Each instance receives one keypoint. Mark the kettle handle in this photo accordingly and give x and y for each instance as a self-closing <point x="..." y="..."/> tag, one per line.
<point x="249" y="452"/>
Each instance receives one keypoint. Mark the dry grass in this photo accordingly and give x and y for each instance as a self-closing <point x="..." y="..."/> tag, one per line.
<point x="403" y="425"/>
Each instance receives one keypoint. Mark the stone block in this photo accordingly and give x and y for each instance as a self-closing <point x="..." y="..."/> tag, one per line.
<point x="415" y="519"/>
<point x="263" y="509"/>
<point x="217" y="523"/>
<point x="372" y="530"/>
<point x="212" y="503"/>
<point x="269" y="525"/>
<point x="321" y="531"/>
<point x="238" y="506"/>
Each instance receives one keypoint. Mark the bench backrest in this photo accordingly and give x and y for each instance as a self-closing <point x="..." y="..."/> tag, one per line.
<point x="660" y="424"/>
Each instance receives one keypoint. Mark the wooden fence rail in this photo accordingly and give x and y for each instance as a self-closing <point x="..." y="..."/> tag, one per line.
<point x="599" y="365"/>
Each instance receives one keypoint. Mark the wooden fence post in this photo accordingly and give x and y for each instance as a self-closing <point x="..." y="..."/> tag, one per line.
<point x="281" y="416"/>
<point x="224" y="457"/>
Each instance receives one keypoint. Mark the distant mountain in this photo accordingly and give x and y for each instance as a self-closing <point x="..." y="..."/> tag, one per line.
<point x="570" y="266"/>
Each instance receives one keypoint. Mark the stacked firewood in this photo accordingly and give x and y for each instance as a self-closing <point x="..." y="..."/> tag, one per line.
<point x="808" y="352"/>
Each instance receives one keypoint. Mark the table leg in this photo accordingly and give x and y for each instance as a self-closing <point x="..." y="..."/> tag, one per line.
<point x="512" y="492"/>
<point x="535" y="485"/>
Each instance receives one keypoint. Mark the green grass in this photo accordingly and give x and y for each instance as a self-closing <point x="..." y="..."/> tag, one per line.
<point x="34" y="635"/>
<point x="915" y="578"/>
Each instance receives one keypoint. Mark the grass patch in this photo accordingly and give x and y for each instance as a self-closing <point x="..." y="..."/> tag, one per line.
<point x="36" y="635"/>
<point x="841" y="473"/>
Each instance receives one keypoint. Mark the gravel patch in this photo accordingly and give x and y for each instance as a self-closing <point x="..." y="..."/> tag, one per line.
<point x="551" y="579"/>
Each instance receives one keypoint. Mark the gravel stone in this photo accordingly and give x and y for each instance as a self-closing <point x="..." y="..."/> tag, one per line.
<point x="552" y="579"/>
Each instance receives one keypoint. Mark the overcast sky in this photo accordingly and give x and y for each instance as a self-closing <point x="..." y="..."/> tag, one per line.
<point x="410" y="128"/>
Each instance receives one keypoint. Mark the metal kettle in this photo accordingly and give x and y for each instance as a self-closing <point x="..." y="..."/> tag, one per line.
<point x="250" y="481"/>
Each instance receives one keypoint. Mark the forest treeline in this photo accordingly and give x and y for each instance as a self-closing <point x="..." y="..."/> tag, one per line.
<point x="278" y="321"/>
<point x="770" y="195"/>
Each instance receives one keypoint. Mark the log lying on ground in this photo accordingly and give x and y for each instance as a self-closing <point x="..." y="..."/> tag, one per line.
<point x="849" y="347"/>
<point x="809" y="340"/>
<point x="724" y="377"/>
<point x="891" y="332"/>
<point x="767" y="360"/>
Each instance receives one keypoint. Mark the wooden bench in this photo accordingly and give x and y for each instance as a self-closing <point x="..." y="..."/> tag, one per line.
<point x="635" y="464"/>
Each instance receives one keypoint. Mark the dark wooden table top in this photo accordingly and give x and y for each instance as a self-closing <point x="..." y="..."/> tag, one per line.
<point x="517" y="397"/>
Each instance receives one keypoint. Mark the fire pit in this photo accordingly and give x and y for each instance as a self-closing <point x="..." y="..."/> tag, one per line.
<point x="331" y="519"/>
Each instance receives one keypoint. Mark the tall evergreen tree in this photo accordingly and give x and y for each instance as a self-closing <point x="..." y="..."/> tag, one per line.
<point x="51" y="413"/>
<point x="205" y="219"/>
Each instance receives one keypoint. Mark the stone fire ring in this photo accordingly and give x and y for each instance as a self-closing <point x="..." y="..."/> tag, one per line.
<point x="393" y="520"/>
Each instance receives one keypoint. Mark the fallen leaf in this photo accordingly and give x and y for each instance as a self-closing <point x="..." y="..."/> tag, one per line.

----------

Given request: Please give back all of the records exactly as written.

Solution:
Each instance receives one keypoint. Mark the kettle handle in this photo accordingly and give x and y for each instance as a self-closing <point x="..." y="..."/> tag, one per line.
<point x="249" y="452"/>
Each instance receives one keypoint. Mark the dry grass in this photo accordingly and give x and y for each instance as a self-closing <point x="..." y="..."/> tag, one per line.
<point x="403" y="425"/>
Each instance receives one keypoint. Mark the stone block in this photo accordingly and give x and y for each instance as a self-closing <point x="..." y="..."/> tag, one per line.
<point x="415" y="519"/>
<point x="263" y="509"/>
<point x="217" y="523"/>
<point x="372" y="530"/>
<point x="212" y="503"/>
<point x="269" y="525"/>
<point x="321" y="531"/>
<point x="238" y="506"/>
Each instance receives one keypoint. Mark the bench backrest in this photo accordingly and give x and y for each instance as a self-closing <point x="..." y="..."/> tag, one per line.
<point x="660" y="424"/>
Each instance receives one keypoint. Mark the wooden fence rail in this photo accordingly and give x and y for each instance as a self-closing <point x="..." y="..."/> tag, one per line.
<point x="599" y="365"/>
Each instance receives one keypoint. Mark the wooden fence post in this photo accordingly and give x and y for each instance as a self-closing <point x="..." y="..."/> tag, one per line.
<point x="281" y="416"/>
<point x="224" y="457"/>
Each instance receives one keypoint. Mark the distant mountain in this photo accordingly and give x and y for each instance as a self-closing <point x="..." y="..."/> tag, one per line.
<point x="570" y="266"/>
Each instance receives one keypoint. Mark the stacked firewood in this photo accordingly and give x and y for each instance as a self-closing <point x="..." y="..."/> tag, one per line.
<point x="808" y="352"/>
Each instance receives one keypoint. Mark the table leg in this photo accordingly and give x and y for each instance as a self-closing <point x="..." y="..."/> tag, one per line.
<point x="512" y="492"/>
<point x="535" y="485"/>
Each instance receives one keypoint. Mark the green grass in this photo accordingly and give x and y for each instance as a self-closing <point x="..." y="..."/> tag, one per line.
<point x="34" y="635"/>
<point x="915" y="578"/>
Each instance receives one keypoint. Mark the grass patch in this photo accordingly and give x and y for each instance as a self-closing <point x="..." y="..."/> tag, one per line.
<point x="36" y="635"/>
<point x="841" y="473"/>
Each instance receives one keypoint. Mark the gravel patch in this photo accordingly and give x and y for each instance as a self-closing <point x="..." y="..."/> tag, one per line.
<point x="551" y="579"/>
Each instance receives one keypoint. Mark the gravel stone in this photo accordingly and give x and y for each instance as a self-closing <point x="..." y="..."/> tag, one per line.
<point x="552" y="579"/>
Each instance receives one keypoint. Mark the overcast sky in this photo accordingly and give x and y for each instance as a self-closing <point x="..." y="..."/> tag, one per line.
<point x="410" y="128"/>
Each instance receives one keypoint. Mark the metal kettle in this photo accordingly and give x and y for each instance as a self-closing <point x="..." y="..."/> tag, one per line.
<point x="250" y="481"/>
Each instance receives one keypoint. Mark the forest treeline in this photo accordingly and give x and y for each instance as a self-closing <point x="..." y="..."/> tag, one per line.
<point x="278" y="321"/>
<point x="770" y="195"/>
Each instance receives one keypoint. Mark the log lying on ground in this photo accordingly and give x and y for each instance as a self-closing <point x="..." y="..."/> tag, one per line.
<point x="849" y="347"/>
<point x="809" y="340"/>
<point x="724" y="377"/>
<point x="891" y="332"/>
<point x="767" y="360"/>
Each instance receives one keypoint. Mark the wooden bench in this photo accordingly and give x and y for each instance as a self-closing <point x="..." y="..."/> tag, one per line.
<point x="635" y="464"/>
Each instance receives one keypoint. Mark the dark wooden table top in this photo accordingly and give x and y for each instance as a self-closing <point x="..." y="..."/> tag, one per line.
<point x="517" y="397"/>
Each instance receives one keypoint. Mark the fire pit in this photo accordingly and give x and y for each instance as a self-closing <point x="..." y="..."/> tag, one per line.
<point x="331" y="519"/>
Each instance receives one keypoint. Mark the tall evergreen tree in this photo accordingly and give x and y for each instance as a self-closing <point x="..." y="..."/> tag, one per line.
<point x="51" y="413"/>
<point x="205" y="219"/>
Each instance receives one keypoint. Mark the stone fire ring in this photo accordingly and give x and y for each instance as a self-closing <point x="..." y="..."/> tag, one per line.
<point x="393" y="520"/>
Each instance receives one keypoint. Mark the fallen leaf in this photo accordingly and give x and y for each instance as a self-closing <point x="..." y="..."/> tag, one per line.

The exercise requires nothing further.